● **Extracted information**:
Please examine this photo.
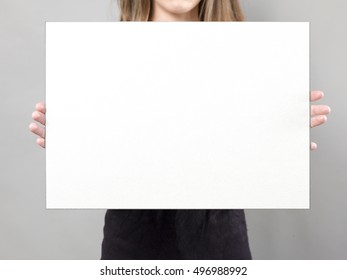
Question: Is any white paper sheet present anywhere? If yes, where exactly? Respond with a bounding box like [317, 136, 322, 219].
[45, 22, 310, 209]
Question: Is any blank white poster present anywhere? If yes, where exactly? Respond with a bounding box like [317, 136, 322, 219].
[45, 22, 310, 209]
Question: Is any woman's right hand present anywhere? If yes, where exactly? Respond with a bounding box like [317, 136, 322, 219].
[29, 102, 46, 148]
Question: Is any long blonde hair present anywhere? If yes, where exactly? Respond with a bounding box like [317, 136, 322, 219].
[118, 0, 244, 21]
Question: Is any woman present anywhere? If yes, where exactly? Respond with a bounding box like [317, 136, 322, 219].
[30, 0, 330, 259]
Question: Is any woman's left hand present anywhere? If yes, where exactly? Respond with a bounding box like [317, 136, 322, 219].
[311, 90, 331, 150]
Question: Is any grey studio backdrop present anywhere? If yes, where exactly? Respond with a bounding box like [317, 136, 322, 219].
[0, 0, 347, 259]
---
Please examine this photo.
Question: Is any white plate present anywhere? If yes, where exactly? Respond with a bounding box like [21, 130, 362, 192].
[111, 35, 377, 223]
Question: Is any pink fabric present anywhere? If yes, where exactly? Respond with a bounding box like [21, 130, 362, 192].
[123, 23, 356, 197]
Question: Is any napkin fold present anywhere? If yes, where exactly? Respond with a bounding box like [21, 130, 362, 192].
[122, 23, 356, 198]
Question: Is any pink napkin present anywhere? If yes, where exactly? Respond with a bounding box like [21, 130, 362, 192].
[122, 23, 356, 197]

● **Job**:
Copy out the rows above exactly as they appear, starting at the line that contains "Question: Is any woman's left" and ending at the line that contains "[0, 0, 347, 259]", both included.

● **Reply**:
Question: Is any woman's left hand present anywhere? If yes, where exactly? Respond with a bounding box like [317, 136, 322, 219].
[311, 90, 331, 150]
Question: Is any grey studio backdrop present anywhere? If yes, where exactly? Respond with a bounding box like [317, 136, 322, 219].
[0, 0, 347, 259]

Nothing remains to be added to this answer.